Addressing low engagement in extracurricular activities by children and young people from disadvantaged backgrounds, by targeting inequalities of opportunity to reduce social, economic and employment barriers, and improve social mobility

Full Application: Not funded at this stage

At our discovery phase we delivered XP and XPlore: a small-scale project with 339 children and young people in 6 schools, living in areas of higher deprivation and low social mobility, with a higher concentration of children receiving free school meals (FSM); to understand what methods would increase their extra-curricular engagement.  An initial prototype digital platform was developed including a mobile app, user portal, provider portal, relational database and a reward card.   Based upon our research (see Feasibility pdf), the discovery stage tested the following digital engagement methods to positively change behaviour, increase extracurricular engagement and measure change (see evaluation report 24-32, 178-183 and 189-192):

  • Track and evidence engagement through QR code scans and coded stickers
  • Segment activities according to individual aspirations, interests and location (proximity) preferences
  • Target real world incentives (discounted or free activities) to those identified as less advantaged
  • Provide the end-user with evidence of their engagement through a digital CV
  • Introduce virtual rewards, including digital badging to acknowledge experience and learning, and gamify the experience
  • Design the experience and branding through creative consultation with end users

The results of the initial phase exceeded expectations, demonstrating greater engagement by those from low-income backgrounds compared to their more advantaged peers (see Evaluation pdf pages 34-37):

  • Of the primary school children participating in an extracurricular activity, 52% were FSM compared to 48% non-FSM
  • 53% of FSM participants tried a new extra-curricular activity through the scheme
  • 40% of FSM disadvantaged children that registered to take part, went on to attend an extracurricular activity, compared to 29% non-FSM (in a 22 week period)

• DATA ENTRIES:
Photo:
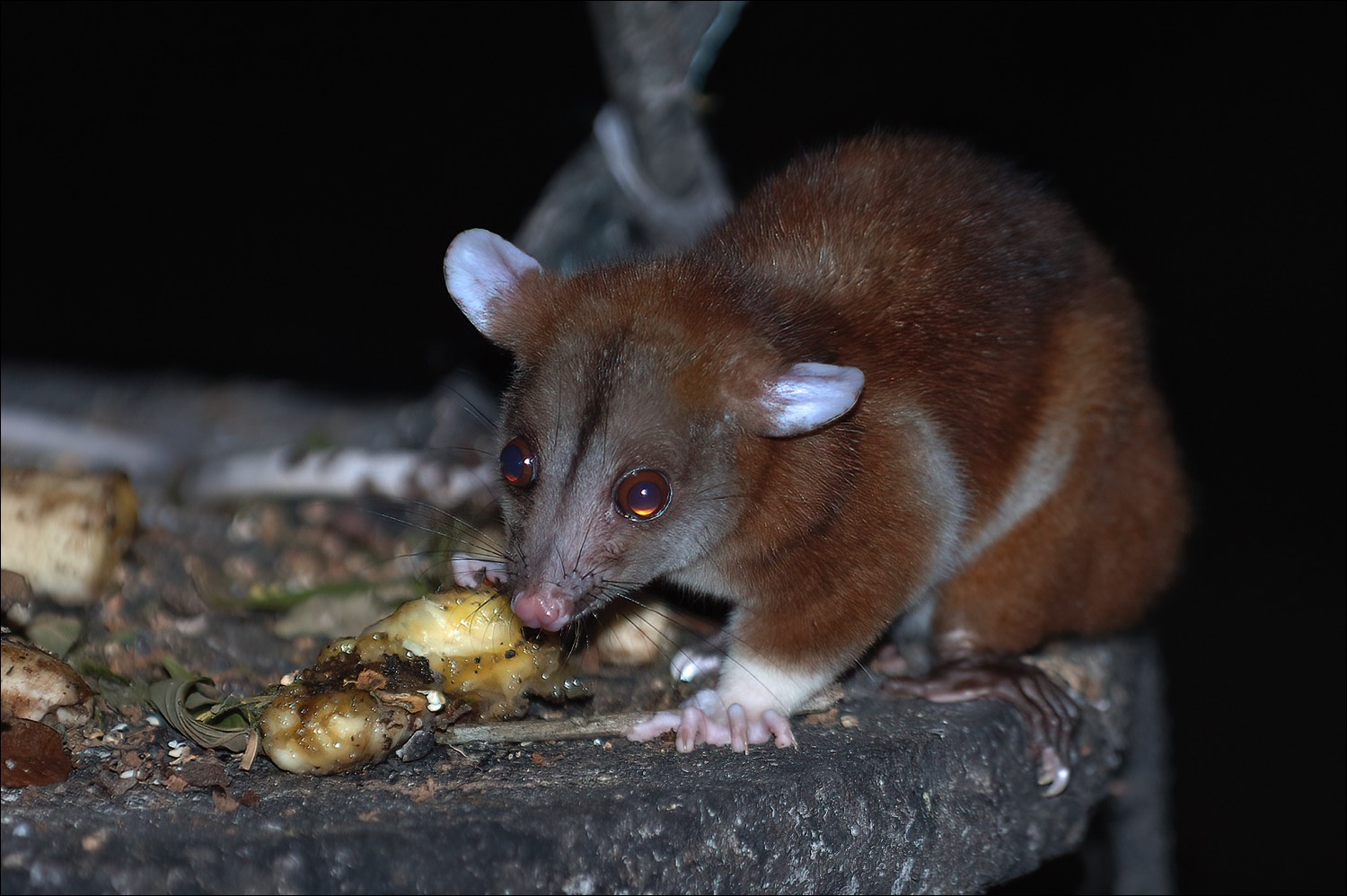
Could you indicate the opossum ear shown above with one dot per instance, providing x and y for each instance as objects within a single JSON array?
[
  {"x": 481, "y": 271},
  {"x": 807, "y": 396}
]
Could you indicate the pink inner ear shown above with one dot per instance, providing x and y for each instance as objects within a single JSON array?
[
  {"x": 808, "y": 396},
  {"x": 481, "y": 271}
]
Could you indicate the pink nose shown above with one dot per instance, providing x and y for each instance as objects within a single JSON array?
[{"x": 546, "y": 607}]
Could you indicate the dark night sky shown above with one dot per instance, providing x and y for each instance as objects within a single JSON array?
[{"x": 269, "y": 189}]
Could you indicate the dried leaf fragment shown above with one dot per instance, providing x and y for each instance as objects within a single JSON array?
[{"x": 31, "y": 753}]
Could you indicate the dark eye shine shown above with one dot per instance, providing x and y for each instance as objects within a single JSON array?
[
  {"x": 643, "y": 495},
  {"x": 517, "y": 462}
]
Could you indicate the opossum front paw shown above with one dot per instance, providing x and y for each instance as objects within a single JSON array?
[
  {"x": 706, "y": 720},
  {"x": 471, "y": 572}
]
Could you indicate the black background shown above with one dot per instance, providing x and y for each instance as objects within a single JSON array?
[{"x": 269, "y": 189}]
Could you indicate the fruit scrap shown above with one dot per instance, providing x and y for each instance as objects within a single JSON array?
[{"x": 436, "y": 659}]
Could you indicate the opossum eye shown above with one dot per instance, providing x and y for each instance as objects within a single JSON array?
[
  {"x": 643, "y": 495},
  {"x": 517, "y": 464}
]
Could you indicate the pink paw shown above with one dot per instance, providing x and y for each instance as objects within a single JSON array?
[{"x": 705, "y": 720}]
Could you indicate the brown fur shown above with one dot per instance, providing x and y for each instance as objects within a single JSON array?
[{"x": 974, "y": 303}]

• PROBLEMS AND TASKS:
(a) List every component of the initial prototype digital platform named in the application excerpt.
(b) Condense the paragraph of the application excerpt that opens "At our discovery phase" into a shorter version that keeps its main facts.
(c) Duplicate the stretch of the application excerpt from "The results of" through "22 week period)", word for word.
The items can be set aside; nothing here draws on them.

• ANSWERS FOR THE EXERCISE:
(a)
- Mobile app
- User portal
- Provider portal
- Relational database
- Reward card

(b) The discovery phase delivered XP and XPlore, a small-scale project with 339 children and young people in 6 schools. The schools were in areas of higher deprivation and low social mobility, with more children receiving free school meals (FSM). The project aimed to find out which methods would increase extracurricular engagement. It built a prototype digital platform made up of a mobile app, user portal, provider portal, relational database and reward card. Drawing on the team's research, it tested digital engagement methods meant to change behavior, raise extracurricular engagement and measure change.

(c)
The results of the initial phase exceeded expectations, demonstrating greater engagement by those from low-income backgrounds compared to their more advantaged peers (see Evaluation pdf pages 34-37):

  • Of the primary school children participating in an extracurricular activity, 52% were FSM compared to 48% non-FSM
  • 53% of FSM participants tried a new extra-curricular activity through the scheme
  • 40% of FSM disadvantaged children that registered to take part, went on to attend an extracurricular activity, compared to 29% non-FSM (in a 22 week period)